#### EXERCISE DATA
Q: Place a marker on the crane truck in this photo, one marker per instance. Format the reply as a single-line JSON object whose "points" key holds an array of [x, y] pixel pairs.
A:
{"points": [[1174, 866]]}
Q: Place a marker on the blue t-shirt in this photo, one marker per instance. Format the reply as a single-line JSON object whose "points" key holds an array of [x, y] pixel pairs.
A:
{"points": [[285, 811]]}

...

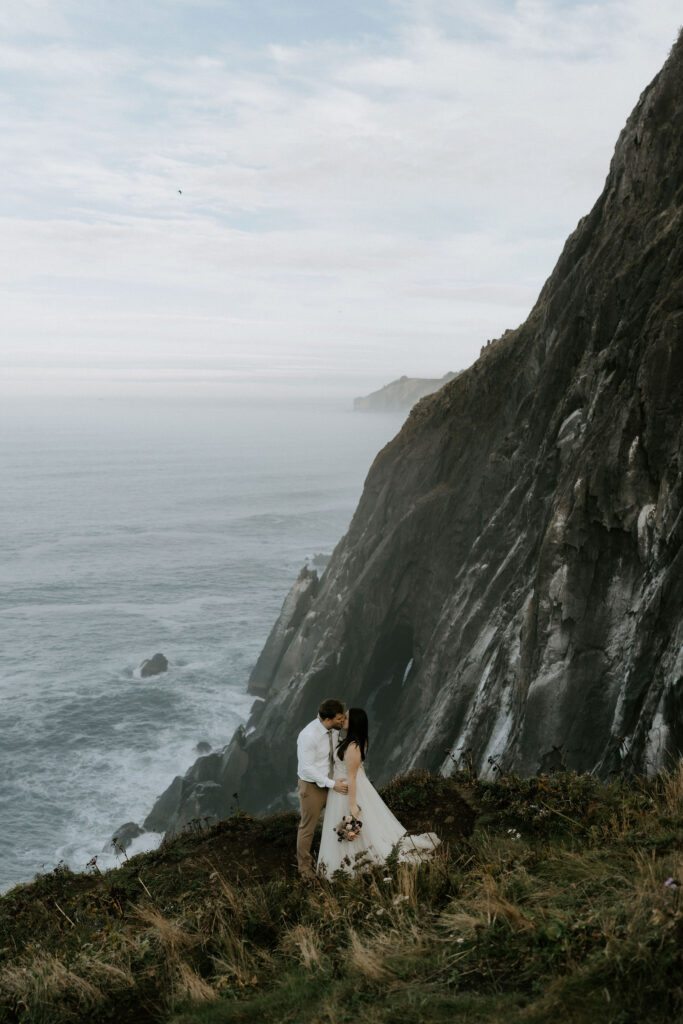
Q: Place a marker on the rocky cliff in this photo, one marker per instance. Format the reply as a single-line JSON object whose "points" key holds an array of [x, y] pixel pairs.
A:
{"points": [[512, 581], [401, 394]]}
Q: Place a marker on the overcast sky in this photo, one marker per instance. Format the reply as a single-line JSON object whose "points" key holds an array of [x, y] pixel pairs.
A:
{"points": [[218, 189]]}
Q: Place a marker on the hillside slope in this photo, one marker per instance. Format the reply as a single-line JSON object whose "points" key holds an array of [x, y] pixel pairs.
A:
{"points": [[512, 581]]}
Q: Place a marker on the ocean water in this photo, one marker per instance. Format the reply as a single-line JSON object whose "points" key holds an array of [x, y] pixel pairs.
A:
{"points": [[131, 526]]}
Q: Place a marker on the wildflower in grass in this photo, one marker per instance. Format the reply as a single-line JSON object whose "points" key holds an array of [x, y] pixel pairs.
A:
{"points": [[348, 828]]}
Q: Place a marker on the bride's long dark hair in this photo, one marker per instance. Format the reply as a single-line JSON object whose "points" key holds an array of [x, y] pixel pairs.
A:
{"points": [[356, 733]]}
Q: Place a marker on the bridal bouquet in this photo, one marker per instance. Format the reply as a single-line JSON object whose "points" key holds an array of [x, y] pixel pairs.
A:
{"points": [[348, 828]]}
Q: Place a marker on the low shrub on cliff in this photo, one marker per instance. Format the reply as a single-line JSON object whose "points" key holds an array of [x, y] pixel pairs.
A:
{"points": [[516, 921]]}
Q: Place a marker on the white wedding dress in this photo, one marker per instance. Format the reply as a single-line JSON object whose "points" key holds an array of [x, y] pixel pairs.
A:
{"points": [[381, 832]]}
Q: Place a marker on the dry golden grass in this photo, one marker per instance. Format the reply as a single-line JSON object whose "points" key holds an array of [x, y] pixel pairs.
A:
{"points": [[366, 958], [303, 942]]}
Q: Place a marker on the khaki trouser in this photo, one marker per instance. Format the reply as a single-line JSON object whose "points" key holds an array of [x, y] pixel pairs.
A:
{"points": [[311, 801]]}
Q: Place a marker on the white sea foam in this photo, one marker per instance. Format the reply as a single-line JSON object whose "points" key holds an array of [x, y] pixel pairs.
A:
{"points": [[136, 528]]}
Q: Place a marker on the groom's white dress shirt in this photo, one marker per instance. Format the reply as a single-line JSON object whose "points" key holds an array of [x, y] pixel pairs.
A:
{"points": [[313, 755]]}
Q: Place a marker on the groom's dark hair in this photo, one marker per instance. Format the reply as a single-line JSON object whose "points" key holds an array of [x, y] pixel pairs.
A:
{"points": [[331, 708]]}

==

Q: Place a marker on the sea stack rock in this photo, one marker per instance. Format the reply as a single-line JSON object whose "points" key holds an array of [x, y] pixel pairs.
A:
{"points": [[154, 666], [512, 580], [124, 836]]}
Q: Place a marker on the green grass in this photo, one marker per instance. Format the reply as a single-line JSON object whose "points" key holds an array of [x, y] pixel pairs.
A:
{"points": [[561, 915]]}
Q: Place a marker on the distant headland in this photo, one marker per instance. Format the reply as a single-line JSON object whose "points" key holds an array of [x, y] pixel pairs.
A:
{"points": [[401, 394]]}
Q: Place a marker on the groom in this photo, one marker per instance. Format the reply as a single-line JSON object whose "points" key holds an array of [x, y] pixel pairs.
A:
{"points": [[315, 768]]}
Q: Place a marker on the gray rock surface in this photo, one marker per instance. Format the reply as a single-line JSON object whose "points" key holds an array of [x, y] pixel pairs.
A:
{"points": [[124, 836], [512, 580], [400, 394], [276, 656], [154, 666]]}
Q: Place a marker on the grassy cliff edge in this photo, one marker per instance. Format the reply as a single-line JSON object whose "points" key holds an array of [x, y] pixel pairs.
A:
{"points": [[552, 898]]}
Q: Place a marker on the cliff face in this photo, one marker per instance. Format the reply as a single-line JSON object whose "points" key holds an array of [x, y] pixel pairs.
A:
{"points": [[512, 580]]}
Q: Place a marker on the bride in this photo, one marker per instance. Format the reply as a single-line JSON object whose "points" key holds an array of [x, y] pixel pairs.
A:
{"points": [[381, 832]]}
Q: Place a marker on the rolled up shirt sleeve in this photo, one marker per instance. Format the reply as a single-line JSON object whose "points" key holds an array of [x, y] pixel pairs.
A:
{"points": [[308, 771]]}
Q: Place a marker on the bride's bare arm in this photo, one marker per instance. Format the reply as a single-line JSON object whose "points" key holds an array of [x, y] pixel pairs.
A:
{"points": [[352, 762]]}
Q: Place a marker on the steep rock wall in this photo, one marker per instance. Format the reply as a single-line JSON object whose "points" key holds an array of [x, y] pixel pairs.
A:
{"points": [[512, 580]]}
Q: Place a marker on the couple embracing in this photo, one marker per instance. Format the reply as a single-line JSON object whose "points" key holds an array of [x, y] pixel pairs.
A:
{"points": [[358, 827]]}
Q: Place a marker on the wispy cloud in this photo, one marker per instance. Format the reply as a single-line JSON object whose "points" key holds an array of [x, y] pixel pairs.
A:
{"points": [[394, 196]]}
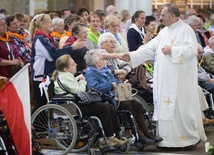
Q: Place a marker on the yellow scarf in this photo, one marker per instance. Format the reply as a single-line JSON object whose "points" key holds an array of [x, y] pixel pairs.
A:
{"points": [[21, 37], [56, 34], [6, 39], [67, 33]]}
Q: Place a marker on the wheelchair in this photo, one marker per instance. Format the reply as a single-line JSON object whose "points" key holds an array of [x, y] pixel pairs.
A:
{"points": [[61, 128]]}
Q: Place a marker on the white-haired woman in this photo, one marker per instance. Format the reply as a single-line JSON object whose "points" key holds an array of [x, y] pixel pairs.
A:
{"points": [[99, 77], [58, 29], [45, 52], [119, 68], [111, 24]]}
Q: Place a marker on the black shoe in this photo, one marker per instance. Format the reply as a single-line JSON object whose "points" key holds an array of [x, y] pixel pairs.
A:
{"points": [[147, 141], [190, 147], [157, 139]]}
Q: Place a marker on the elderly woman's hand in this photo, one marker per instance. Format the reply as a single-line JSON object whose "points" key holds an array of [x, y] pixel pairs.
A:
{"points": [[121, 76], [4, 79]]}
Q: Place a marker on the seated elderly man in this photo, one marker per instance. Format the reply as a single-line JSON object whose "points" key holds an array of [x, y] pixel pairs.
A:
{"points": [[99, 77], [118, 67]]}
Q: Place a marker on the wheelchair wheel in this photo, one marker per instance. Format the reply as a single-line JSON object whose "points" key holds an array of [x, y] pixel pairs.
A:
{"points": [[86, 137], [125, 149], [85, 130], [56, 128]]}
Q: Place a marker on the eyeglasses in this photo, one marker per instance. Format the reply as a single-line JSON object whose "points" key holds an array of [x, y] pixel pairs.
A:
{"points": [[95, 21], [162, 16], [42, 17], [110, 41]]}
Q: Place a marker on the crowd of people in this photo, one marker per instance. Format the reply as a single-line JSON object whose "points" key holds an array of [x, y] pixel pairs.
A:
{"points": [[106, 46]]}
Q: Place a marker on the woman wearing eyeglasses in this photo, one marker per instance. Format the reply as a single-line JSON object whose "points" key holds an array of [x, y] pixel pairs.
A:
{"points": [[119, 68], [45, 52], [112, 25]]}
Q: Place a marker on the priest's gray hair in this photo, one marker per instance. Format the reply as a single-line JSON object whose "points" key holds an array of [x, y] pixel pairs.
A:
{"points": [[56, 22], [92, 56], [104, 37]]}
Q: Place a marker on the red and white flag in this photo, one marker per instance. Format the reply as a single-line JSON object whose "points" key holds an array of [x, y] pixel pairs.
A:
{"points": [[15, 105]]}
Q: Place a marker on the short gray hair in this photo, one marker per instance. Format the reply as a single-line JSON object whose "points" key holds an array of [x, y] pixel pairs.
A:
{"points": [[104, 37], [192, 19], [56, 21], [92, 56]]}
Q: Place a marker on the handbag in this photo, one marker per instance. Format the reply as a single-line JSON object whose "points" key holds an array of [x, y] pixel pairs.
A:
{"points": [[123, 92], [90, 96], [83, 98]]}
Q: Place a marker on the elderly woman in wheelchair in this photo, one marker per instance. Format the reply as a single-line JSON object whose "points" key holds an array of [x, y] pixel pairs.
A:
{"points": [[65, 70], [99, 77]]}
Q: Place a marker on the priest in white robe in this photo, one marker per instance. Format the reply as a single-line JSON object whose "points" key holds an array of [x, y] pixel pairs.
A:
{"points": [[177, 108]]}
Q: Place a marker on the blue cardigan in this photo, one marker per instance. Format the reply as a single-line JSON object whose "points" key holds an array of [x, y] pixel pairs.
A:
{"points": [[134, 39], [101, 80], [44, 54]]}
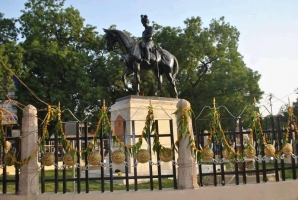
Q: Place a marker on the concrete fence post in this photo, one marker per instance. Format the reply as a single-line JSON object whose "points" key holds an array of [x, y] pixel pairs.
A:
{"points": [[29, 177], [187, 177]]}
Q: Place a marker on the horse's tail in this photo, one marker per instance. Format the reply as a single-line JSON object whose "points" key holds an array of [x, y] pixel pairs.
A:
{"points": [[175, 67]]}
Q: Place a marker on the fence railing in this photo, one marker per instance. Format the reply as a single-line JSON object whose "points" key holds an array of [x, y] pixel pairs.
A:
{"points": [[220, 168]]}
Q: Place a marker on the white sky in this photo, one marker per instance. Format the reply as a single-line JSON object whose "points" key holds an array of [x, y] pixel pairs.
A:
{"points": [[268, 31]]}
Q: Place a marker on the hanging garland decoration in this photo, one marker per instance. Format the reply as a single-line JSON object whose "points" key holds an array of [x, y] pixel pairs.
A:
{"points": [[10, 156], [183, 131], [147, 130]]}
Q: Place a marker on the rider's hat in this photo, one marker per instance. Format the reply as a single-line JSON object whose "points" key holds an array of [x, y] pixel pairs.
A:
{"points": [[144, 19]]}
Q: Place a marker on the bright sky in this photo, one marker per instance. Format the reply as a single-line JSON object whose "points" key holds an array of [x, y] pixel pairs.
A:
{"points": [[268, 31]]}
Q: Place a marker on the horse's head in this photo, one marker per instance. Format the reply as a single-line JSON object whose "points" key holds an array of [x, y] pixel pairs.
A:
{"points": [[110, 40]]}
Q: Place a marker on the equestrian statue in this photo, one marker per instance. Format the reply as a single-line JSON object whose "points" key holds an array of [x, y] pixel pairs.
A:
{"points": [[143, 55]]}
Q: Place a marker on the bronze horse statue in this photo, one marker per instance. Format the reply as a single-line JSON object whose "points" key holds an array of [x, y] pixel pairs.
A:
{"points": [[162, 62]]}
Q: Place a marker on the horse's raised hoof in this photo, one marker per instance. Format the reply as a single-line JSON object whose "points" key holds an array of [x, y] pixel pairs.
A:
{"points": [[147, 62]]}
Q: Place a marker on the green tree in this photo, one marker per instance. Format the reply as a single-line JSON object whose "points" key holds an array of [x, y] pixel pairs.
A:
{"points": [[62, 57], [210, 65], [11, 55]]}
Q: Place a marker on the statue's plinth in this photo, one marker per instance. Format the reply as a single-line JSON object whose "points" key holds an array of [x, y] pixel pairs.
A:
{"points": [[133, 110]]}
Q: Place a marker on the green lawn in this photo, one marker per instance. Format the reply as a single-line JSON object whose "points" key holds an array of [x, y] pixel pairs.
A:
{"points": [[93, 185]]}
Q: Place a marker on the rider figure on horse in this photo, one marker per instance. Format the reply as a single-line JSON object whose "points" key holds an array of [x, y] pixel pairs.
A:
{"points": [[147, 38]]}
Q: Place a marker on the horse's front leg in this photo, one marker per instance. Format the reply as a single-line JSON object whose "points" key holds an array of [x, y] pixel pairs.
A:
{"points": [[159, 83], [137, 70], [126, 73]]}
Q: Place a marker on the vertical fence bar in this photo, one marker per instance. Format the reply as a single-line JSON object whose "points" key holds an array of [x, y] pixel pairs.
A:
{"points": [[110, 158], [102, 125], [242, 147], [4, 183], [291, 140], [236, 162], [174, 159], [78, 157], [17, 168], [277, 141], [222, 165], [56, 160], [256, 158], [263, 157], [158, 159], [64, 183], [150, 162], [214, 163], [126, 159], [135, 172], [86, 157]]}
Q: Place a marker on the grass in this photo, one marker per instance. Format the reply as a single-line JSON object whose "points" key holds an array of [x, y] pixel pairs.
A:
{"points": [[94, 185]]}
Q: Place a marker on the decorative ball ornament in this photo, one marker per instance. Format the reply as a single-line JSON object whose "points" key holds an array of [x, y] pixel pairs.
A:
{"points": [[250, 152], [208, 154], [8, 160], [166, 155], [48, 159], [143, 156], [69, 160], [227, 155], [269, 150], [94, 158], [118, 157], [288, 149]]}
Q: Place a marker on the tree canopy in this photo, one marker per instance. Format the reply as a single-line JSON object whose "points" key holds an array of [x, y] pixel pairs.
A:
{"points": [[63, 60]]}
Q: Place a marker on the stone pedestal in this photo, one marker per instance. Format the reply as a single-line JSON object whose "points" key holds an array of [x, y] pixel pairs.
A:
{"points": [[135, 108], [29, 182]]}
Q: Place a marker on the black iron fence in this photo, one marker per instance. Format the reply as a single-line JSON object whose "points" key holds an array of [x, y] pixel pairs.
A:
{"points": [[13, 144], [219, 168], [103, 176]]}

#### THE PROBLEM
Copy every line above that holds the word "blue".

#### TASK OUTPUT
Q: Place a marker on the blue t-shirt in this photo, one marker per instance. Format the reply as a single-line JSON object whose "points" key holds an array of [x, y] pixel pairs.
Q: Place a marker on the blue cardigan in this photo, one marker per instance. Format the reply as a single-line JSON object whose "points" key holds an array of [x, y] pixel pairs.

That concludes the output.